Exercise description: Transcribe each of the entries below word for word, and leave the pictures out of your transcription.

Data provided:
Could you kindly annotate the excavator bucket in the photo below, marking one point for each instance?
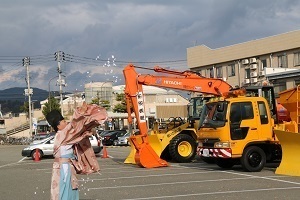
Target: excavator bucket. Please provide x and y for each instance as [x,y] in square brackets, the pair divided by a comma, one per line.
[143,154]
[130,158]
[290,144]
[154,142]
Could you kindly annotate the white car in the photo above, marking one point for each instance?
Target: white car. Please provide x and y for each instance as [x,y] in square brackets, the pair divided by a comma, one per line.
[123,140]
[45,147]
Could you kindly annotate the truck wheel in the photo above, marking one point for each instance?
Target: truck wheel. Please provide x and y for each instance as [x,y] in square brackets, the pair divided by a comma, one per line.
[34,154]
[115,143]
[182,148]
[208,160]
[253,159]
[225,163]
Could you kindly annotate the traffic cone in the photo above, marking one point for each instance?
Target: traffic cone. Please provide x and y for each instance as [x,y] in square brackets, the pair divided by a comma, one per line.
[104,155]
[37,157]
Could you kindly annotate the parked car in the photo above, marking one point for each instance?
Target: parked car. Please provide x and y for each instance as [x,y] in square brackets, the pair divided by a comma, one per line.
[123,140]
[112,137]
[38,137]
[45,147]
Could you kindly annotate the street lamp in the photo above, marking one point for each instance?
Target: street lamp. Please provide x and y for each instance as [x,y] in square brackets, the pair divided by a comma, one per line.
[50,91]
[101,89]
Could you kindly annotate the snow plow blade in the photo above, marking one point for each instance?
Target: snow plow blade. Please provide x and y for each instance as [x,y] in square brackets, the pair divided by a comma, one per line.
[143,154]
[290,144]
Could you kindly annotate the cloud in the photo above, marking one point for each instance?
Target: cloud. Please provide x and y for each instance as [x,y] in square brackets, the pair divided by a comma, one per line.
[143,32]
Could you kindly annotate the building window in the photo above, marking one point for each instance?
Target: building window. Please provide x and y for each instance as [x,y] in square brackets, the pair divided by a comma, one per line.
[219,72]
[282,61]
[297,59]
[279,87]
[247,73]
[297,82]
[231,70]
[263,64]
[210,73]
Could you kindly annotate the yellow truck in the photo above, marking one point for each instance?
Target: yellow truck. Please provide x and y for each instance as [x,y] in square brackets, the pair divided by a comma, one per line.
[243,130]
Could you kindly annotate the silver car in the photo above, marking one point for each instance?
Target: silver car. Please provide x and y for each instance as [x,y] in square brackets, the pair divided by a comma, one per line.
[123,140]
[45,147]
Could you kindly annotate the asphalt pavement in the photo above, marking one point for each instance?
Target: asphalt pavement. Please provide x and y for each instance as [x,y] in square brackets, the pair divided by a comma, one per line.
[22,178]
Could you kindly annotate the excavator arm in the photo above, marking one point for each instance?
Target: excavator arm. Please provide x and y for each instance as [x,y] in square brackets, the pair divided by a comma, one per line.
[145,156]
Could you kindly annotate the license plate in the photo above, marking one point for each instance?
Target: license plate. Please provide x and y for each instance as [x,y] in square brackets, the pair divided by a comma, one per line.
[205,153]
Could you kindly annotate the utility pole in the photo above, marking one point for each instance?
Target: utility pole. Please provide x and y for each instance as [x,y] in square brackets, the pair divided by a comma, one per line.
[59,55]
[28,91]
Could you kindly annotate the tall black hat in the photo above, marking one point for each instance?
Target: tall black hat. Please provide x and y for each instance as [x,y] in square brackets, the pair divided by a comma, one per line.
[53,118]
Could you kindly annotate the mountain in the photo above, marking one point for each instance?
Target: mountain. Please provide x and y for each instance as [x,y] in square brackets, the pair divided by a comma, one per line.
[11,99]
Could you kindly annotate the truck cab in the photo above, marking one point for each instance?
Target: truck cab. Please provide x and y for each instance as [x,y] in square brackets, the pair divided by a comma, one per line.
[238,130]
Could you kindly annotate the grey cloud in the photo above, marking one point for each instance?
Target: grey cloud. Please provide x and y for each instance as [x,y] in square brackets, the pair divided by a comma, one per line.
[132,31]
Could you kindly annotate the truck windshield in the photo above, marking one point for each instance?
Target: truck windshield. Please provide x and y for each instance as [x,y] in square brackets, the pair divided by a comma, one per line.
[213,115]
[195,106]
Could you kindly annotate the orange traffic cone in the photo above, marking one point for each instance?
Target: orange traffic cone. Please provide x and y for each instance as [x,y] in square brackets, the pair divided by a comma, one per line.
[37,155]
[104,155]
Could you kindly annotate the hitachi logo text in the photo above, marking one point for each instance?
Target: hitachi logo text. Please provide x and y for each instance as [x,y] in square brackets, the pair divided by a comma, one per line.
[172,82]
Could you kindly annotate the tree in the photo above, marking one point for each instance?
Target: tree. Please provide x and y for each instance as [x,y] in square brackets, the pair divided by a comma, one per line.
[52,104]
[104,103]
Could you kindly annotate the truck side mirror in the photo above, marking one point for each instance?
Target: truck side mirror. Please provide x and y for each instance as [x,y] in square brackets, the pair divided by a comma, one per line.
[220,107]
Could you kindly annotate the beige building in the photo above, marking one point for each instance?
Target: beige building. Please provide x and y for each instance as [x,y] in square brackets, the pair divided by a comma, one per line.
[160,104]
[275,59]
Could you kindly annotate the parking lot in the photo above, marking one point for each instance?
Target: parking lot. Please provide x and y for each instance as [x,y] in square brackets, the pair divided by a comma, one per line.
[22,178]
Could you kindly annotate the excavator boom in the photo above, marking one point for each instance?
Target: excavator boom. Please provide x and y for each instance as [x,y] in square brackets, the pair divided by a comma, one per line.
[145,156]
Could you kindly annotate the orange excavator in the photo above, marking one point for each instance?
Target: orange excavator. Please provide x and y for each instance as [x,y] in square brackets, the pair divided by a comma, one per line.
[145,156]
[148,148]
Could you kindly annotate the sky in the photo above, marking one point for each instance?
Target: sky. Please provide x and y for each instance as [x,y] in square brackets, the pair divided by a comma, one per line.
[100,37]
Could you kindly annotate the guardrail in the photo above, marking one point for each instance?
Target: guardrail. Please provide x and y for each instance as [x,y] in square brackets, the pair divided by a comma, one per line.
[17,129]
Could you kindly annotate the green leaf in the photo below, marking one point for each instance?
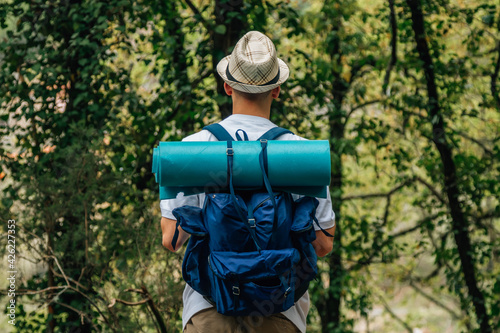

Correct result:
Could you kindly annotate the excavator bucket in the photo below, marking one point for each instance?
Target: excavator bucket. Please provide x and y for each instance as [x,y] in square brackets, the pair divided by a comma, one per line.
[143,154]
[130,158]
[290,144]
[154,142]
Could you kindly annotate the white car in the photo above, marking one point for each instance?
Target: white car. Please provide x and y for each instance as [x,y] in square brackets, the pair divided by a comma, one per line.
[123,140]
[45,147]
Could you kindly annotate the truck wheel in the photo above, marking one point for each instance?
Target: truck wheel. Please provide x and y for each instance as [x,y] in square brackets, the pair divided by a comma, one per line.
[34,154]
[115,143]
[182,148]
[208,160]
[253,159]
[225,163]
Could you kindly annotate the traffic cone in the photo above, marking one point for each instance?
Target: traffic cone. Please provide x and y for each instance as [x,y] in square brackets, the pair divided by a comma, one per line.
[104,155]
[37,157]
Could you kindly annotate the parked car in the photo above, marking one point for each instance?
Target: parked car. Please provide x and y for each instance as [x,y] in square brackets, the pair divided by a comma, one per line.
[123,140]
[112,137]
[38,137]
[45,147]
Could you kindly annotate the street lamp in the photo above, marking one point for each instance?
Target: street lamp. Please provide x and y for each instance as [x,y] in square brackets, the pair divided by a comma, one per line.
[50,91]
[101,89]
Could you kindly annotate the snow plow blade in the photo above, marking one point for each instance?
Target: snow plow blade. Please provide x and y for each instance as [x,y] in square brackets, the pair divided by a comma, one per line.
[143,154]
[290,144]
Could you kindly annotate the cloud in the photo above, marking one point for each instance?
Target: cloud. Please provide x and y for each instance as [x,y] in square brackets, the pair divided by a comma, one per line.
[143,32]
Could you kindly annotate the building window in the photo above, marking one point for each instance?
Target: building window. Please provide x and y for each instance as [x,y] in square brackets, the pair divided by a comma, one per line.
[219,72]
[282,61]
[297,59]
[279,87]
[247,73]
[297,82]
[231,70]
[263,64]
[210,73]
Could you kindly annotate the yellow truck in the photo above, marking one point for each instance?
Target: yellow truck. Please provide x and y for each instance as [x,y] in square brackets, the pair divided by a comma, one per line.
[243,130]
Could you kindly annotate the silver car in the photo above, marking one point for each instance?
Target: silver car. Please provide x and y for each instance as [x,y] in square brackets, the pair divided by a comma, one per line.
[123,140]
[45,147]
Could you kindly annotate the asphalt pavement in the photo above, marking one point for each instance?
Target: asphalt pavement. Please provide x and y for each instance as [x,y] in square brackets, the pair divided by a comma, one per line.
[22,178]
Could you kindly annotate the excavator arm in the photo above, marking one point for each instance?
Target: excavator arm. Please provide x and y for each instance as [x,y] in square brackets, the pair divided by a comma, one per line.
[145,156]
Could you kindly annotate the license plate in the photo above, marking one point for each instance?
Target: license plate. Please provide x and y for each instance as [x,y] in square brackets, the pair divided by a comma, one per line.
[205,153]
Could you kindly annotate the utility pole in the photo above, marking one point for each instance?
Target: utility pole. Please provide x and y for each instance as [x,y] in square brackets, the pair divided by a comma, one per line.
[59,55]
[28,91]
Could you kindly annotate the tall black hat in the photo above, marking one point for each instance?
Target: tall black hat. Please provide x and y for each instance as [x,y] in square brackets, the pair divided by a comma, one per line.
[53,118]
Could you kindly annotate the mountain in the photo above, marking one point for each instance?
Target: mountain. Please provide x and y for each instance as [x,y] in square brackets, the pair divided by a comma, one per line.
[11,99]
Could you kindly annotate the truck cab in the photo above, marking one point for each instance?
Target: truck cab. Please provide x and y for each instance as [x,y] in square brackets, the pair divided by a comma, one per line.
[238,130]
Could you kindly annotate the grey cloud in the photo above, marking one point for each instance?
Target: grey cloud. Please provide x and y for each instance as [x,y] in square brackets, the pair divided by a comma, one per line.
[132,31]
Could you kindly annotate the truck windshield in the photo above, marking one point for each instance?
Target: truck windshield. Please provide x and y for each instance as [x,y] in square brackets, the pair divided by a comma, one per line.
[213,115]
[195,106]
Could you kindly annotate the orange traffic cone in the photo above, marking one point for each instance?
Target: orange traffic cone. Please provide x and y for each instance as [x,y] in square brackets, the pair divided by a comma, one per line.
[37,155]
[104,155]
Could you kindly annotate the hitachi logo text in the photo above, marking one point for each instance?
Target: hitachi logo text. Please provide x and y for each instance as [x,y] in square brackets, the pair divided by a comma, one per line.
[172,82]
Could you kindly annotate the tree in the photo above, marking one point for each instance?
Target: tree. Please provide x and y for each instance as [x,y] in square brackets, the pair divided by a comma, one per line.
[52,104]
[104,103]
Could you kindly annotate the truck side mirror in the photo above, marking one point for each instance?
Target: truck side mirror. Please provide x and y for each instance as [x,y] in square brackets, the pair divided by a comma, one per line.
[220,107]
Could you kindly annotate the beige building in the photo above, marking one point for each instance?
Target: beige building. Please provide x and y for each instance as [x,y] in square brackets, the pair divided by a comma, one per line.
[160,104]
[275,59]
Could you kindly annotate the parking lot in the photo above, marking one point for each instance?
Target: parking lot. Please provide x and y for each instance as [x,y] in square brackets, the pair divided by a comma, one per line.
[22,178]
Could you kindly annotate the excavator boom in the photo above, marking one point for each instance?
Target: excavator boom. Please provide x and y for each instance as [x,y] in square brackets, the pair divided by a comma, one per line.
[145,156]
Could you kindly annotate the orange excavator in the photo above, marking one point for each instance?
Target: orange excavator. Please provide x and y for each instance as [x,y] in square brackets, the pair divided by a comma, one per line.
[145,156]
[148,148]
Could you kindly annotate the sky in the photo above, marking one point for each instance?
Target: sky. Please provide x and y for each instance as [x,y] in square brackets, the pair divided by a comma, one per line.
[100,37]
Could you kindly annotate the guardrail in the photo above, marking one point for each instance?
Target: guardrail. Please provide x and y for each instance as [x,y] in square brackets, the pair divided by a comma, one per line.
[17,129]
Could you kindly annotate the green leaf in the photo below, marking one point for each instance?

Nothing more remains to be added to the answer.